*What is asked*
- a) Why, according to the reflection on Cloud Cuckoo Land, is there no assurance that the little light we shine into the darkness will make any difference?
- b) In the reflection on Cloud Cuckoo Land, what quote was on the wall of Mother Teresa's orphanage in Kolkata?
- c) Retype the Cloud Cuckoo Land reflection from "Before I knew" to "hearts hold beautiful.".

*Text*

Cloud Cuckoo Land is very much about what it means to be a human in a very cruel and unfair world. About what it means to yearn for the beautiful when you have been given the ugly lot in light. It is about making something beautiful of your life not in the first or even second act, but in the final act, perhaps even the epilogue. It is about the cruelty of superstition, of ignorance, of world where might makes right, it is about the harm to the human spirit when life is treated as disposable, it is about our destruction of forests and what is lost when we tear down what is beautiful to increase market values. It is a call to make the choice to be gentle: to preserve the owls and the wilderness, to preserve old words and stories, to seek what is delicate, breakable, and fragile, even if the rest of the world decides it is dangerous or useless: that those things might be what save us.
Before I knew the Dostoevsky quote so loved by Dorothy Day—"the world will be saved by beauty”—I knew the Mother Teresa quote emblazoned on the wall of her orphanage in Kolkata: “Let us make something beautiful for God.” And I think that idea of making something beautiful, finely crafted, full of love: that seems like something all of us are capable of. It does not have to be a grand world-saving machine or program of action for an entire nation. All we can do is make what our hands touch and our hearts hold beautiful.
Some days, it feels like the darkness of the world is too much. As Doerr shows so beautifully, the world has ended multiple times: civilizations are lost to memories, names of kings and authors are forgotten and what seems permanent crumbles. There is no assurance that the little light we shine into the darkness will make any difference whatsoever. But I suppose that’s what faith means.

Point labeling dataset excerpts

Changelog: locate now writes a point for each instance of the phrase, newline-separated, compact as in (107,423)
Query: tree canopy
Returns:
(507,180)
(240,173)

*Outputs by task*
- a) The world has ended multiple times, as Doerr shows. Civilizations are lost to memory, the names of kings and authors are forgotten, and what seems permanent crumbles.

- b) “Let us make something beautiful for God.”

- c)
Before I knew the Dostoevsky quote so loved by Dorothy Day—"the world will be saved by beauty”—I knew the Mother Teresa quote emblazoned on the wall of her orphanage in Kolkata: “Let us make something beautiful for God.” And I think that idea of making something beautiful, finely crafted, full of love: that seems like something all of us are capable of. It does not have to be a grand world-saving machine or program of action for an entire nation. All we can do is make what our hands touch and our hearts hold beautiful.